Source extract:
Content starts

Empresa de Telecomunicaciones de Cuba S.A. (ETECSA) is a government-owned telecommunications service provider for Cuba that offers telephone, internet, and wireless services. Cubans use state-run internet cafés to get online, which cost about $4.50 per hour (most home connections are illegal). Cuba’s one free, public wireless hub—managed by Cuban artist Alexis Leiva Machado, or “Kcho,” via his personal Internet connection approved by the Ministry of Culture—recently received ETECSA approval.

The new U.S. regulations allow U.S. companies to sell communications-related devices such as computers, mobile phones, modems, and related software and accessories that were previously only permitted for donation, and to offer specific telecommunications- and Internet-related services, provided certain conditions are met. The revised regulations also allow U.S. companies to travel to Cuba and explore business opportunities in this sector. The U.S. government will review, on a case-by-case basis, if there are still licensing issues when it comes to certain projects. U.S.-based telecom company IDT Corp has reached an agreement with ETECSA to provide direct international long-distance phone service between the United States and Cuba. Netflix announced in February that its streaming service will now be available in Cuba, and companies like Apple and Amazon are also exploring the market. Importantly, there are still restrictions on many telecommunications-related transactions with the Government of Cuba or entities owned or controlled by the Government of Cuba.

The telecommunications sector will require collaboration with the Cuban government to build the necessary infrastructure to meet its goals. The level of Cuban commitment to this particular area of reform remains to be seen.

Regulations

Before:

  • Companies and individuals could donate—but not sell—devices technically referred to as consumer communication devices, or CCDs, to the Cuban people. CCDs include, in part, cell phones, tablets, printers, modems, and computers. Prior to2009, each donation required an individual validated license. A memorandum issued by Obama that year allowed U.S. providers to establish fiber-optic cable and satellite telecommunications facilities, as well as to enter into roaming agreements with Cuban providers in order to expand communication links between the United States and Cuba.

Content ends

Data section:
Content starts

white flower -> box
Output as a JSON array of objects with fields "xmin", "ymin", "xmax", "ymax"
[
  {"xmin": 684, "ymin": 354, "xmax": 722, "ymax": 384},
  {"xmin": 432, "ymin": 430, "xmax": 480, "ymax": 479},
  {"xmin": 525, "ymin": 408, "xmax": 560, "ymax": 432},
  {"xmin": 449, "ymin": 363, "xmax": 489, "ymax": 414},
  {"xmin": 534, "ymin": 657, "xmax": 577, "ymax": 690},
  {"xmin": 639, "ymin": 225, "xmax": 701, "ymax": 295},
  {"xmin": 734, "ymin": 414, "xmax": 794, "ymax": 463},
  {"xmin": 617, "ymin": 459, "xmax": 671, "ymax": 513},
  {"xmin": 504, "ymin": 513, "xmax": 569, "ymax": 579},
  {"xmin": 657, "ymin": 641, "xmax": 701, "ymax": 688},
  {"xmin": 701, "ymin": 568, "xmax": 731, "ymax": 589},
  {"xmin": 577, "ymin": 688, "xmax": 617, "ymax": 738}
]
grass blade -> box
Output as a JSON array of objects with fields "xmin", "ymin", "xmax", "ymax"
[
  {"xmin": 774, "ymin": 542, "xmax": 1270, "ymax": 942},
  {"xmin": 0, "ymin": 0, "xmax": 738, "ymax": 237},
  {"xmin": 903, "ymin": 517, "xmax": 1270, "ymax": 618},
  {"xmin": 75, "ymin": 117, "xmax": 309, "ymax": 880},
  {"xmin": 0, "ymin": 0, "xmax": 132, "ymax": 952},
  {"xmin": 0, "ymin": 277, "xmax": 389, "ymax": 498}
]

Content ends

Directions:
(a) Duplicate the stretch of the passage on Cuban telecommunications from "The telecommunications sector" through "to be seen.".
(b) Pick up the passage on Cuban telecommunications after its final sentence and continue writing it.
The records have no connection to the passage on Cuban telecommunications.

Exercise results:
(a)
The telecommunications sector will require collaboration with the Cuban government to build the necessary infrastructure to meet its goals. The level of Cuban commitment to this particular area of reform remains to be seen.

(b)
  • The export of all telecommunications items and software required a case-by-case review from the Bureau of Industry and Security (BIS) at the U.S. Department of Commerce.
  • Telecommunications providers needed an individual license from BIS to establish facilities that would link third countries to Cuba. In order for an individual license application to be approved, the company had to prove that the services were necessary to provide efficient and adequate communication between the United States and Cuba.

Now:

  • The Support for the Cuban People (SCP) license exception authorizes commercial export and sale of eligible, albeit somewhat limited, items that allow Cubans to communicate with people in the United States and the rest of the world.
  • The CCD license exception offers broader authorization for CCDs and related software needed to establish or update communications systems under these conditions.
  • The regulatory change also permits the commercial sale of telecommunications devices and software to human rights organizations, NGOs, or individuals seeking to strengthen Cuba’s civil society.
  • Telecommunications providers are allowed to establish the necessary mechanisms, including infrastructure, in Cuba to provide commercial telecommunications and internet services.
  • Importantly, there are still restrictions on many telecommunications-related transactions with the Government of Cuba or entities owned or controlled by the Government of Cuba.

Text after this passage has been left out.